═════ TEXT SECTION

El Babor restaurant in Acre combines local traditional Arab cuisine with modern-day techniques. One of the first chefs to introduce local Arab cuisine to the Israeli public was Hussam Abbas of El Babor. I’m not talking about the usual grilled meats, hummus and tehina combination but the more sophisticated cuisine that is inspired by tradition and seasonal herbs.
Now a chain of restaurants in the North, El Babor has a fish branch on the scenic coast of Acre, which recently launched its summer menu. Chef Shadi Bshara, who is in charge of the El Babor and the Sea in Acre, bases his dishes on the traditional cuisine but adds a new twist, using seasonal fish, vegetables and fruit.
The restaurant is not kosher, but we asked the chef to give us a taste of his creations. These include a sardine salad that can be a starter or a main dish for lunch; a simple fillet of grouper dish and a meat dish of lamb chops. To round off the meal, we got Abbas’s recipe for an unforgettable knafe, the classic traditional dessert made of thin shredded pastry heated in butter, margarine or palm oil, then spread with soft white slightly salty cheese and topped with more pastry.
A thick syrup of sugar, water and a few drops of rosewater or orange blossom water is poured on the pastry during the final minutes of cooking. Often the top layer of pastry is tinted with orange food coloring. Crushed pistachios are sprinkled on top as a garnish. Try this recipe, and you’ll never want the commercial kind again.

══════════
═════ RECORD SET

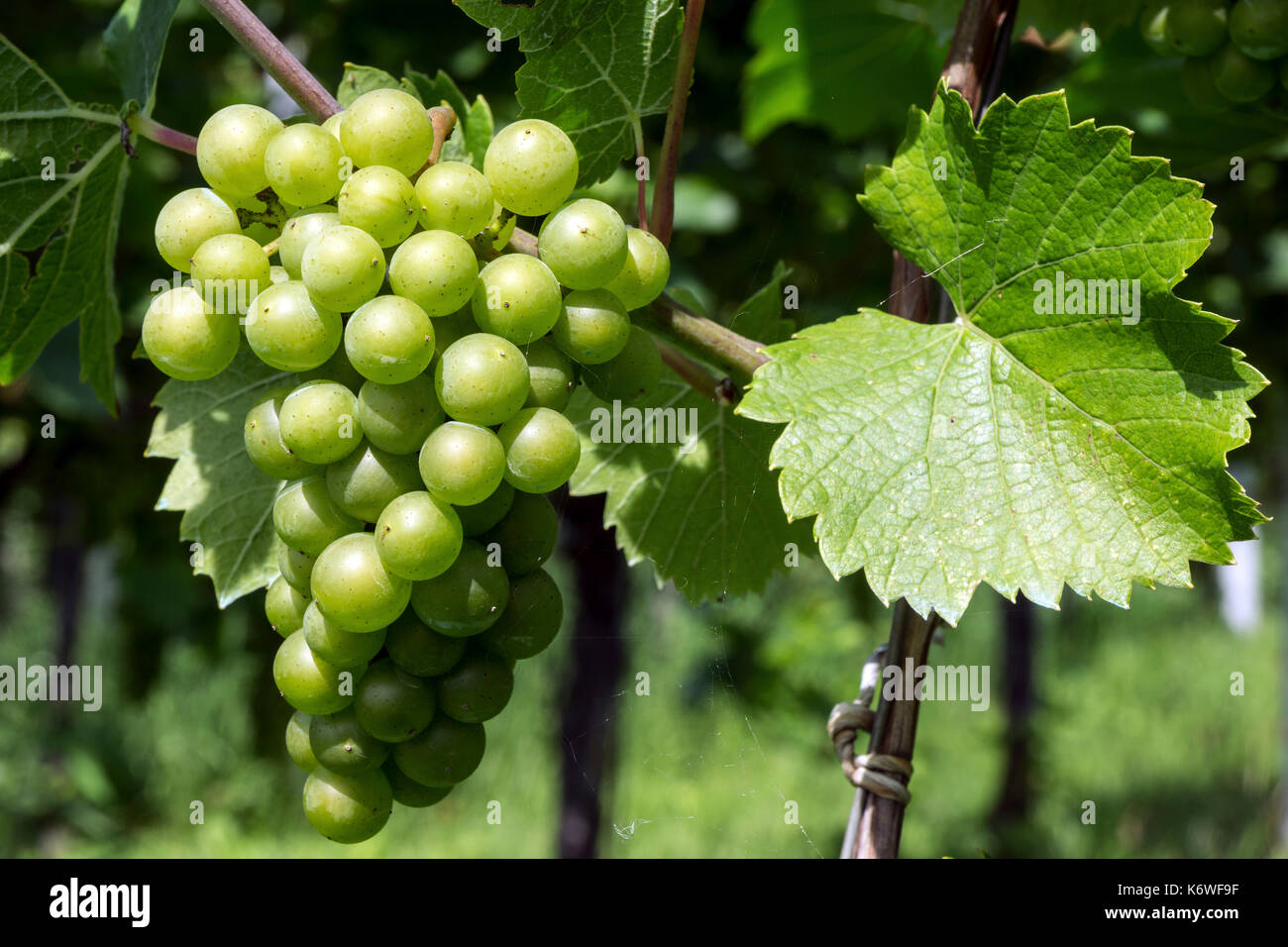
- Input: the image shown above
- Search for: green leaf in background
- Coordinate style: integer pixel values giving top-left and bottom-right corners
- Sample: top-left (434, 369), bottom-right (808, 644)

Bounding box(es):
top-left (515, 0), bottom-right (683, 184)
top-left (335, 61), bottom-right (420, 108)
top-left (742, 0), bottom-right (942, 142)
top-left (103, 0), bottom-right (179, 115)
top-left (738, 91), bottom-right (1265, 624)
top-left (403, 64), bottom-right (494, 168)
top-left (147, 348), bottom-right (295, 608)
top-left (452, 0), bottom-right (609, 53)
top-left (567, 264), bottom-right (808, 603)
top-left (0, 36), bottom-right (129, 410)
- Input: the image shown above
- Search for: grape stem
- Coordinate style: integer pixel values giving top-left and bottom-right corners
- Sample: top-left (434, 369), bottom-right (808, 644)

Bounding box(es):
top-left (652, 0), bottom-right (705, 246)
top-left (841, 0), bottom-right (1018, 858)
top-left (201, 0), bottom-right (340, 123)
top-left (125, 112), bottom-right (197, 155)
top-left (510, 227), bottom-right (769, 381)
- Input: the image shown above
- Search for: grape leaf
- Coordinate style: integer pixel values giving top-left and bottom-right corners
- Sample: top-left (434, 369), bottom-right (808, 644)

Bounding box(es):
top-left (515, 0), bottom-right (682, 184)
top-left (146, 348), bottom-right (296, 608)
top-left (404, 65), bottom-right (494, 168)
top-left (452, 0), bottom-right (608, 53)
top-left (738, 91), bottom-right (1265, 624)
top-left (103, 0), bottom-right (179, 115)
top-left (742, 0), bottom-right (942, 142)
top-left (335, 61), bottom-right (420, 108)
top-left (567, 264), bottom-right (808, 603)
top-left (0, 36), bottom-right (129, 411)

══════════

__TO DO__
- a) In the text about the El Babor restaurant, which chef runs the fish branch on the Acre coast?
- b) Write the next part of the text about the El Babor restaurant, starting after its last sentence.

__ANSWERS PROVIDED__
- a) Chef Shadi Bshara

- b)
SARDINE SALAD WITH SEASONAL FRUIT
For the sardines:
✔ 1 kg. fresh sardines or anchovies, heads and tails removed
✔ 2 kg. kosher salt
✔ 50 gr. whole dry chili
✔ 2 or 3 bay leaves
✔ 1 liter olive oil Place sardines in a large bowl.
Cover with salt and refrigerate for 3 days. Remove fish from salt and save the salt. With your fingers, gently pull the skeleton out of the fish, and cut each fish into 2 fillets. Wash fish and return to the bowl with the salt for 1 more day.
Remove fish fillets from salt, discard the salt and wash the fish in water.
Place the washed fillets in a bowl, add chili and bay leaves and cover with oil.
For the salad:
✔ 100 gr. apricots, pitted and chopped
✔ 50 gr. cherries, pitted and chopped
✔ 2 Tbsp. fresh mint, chopped
✔ 2 green onions, coarsely chopped
✔ Juice of 1 lemon
✔ 1 tsp. olive oil
Toss all the ingredients in a bowl. Heap the salad on a serving plate and top with the sardines. Serve with tehina or labaneh.
OVEN-ROASTED GROUPER FILLET
✔ 1 kg. grouper, sliced into 4 steaks (250 gr.each)
✔ ½ kg. malukhiya, finely chopped (see note)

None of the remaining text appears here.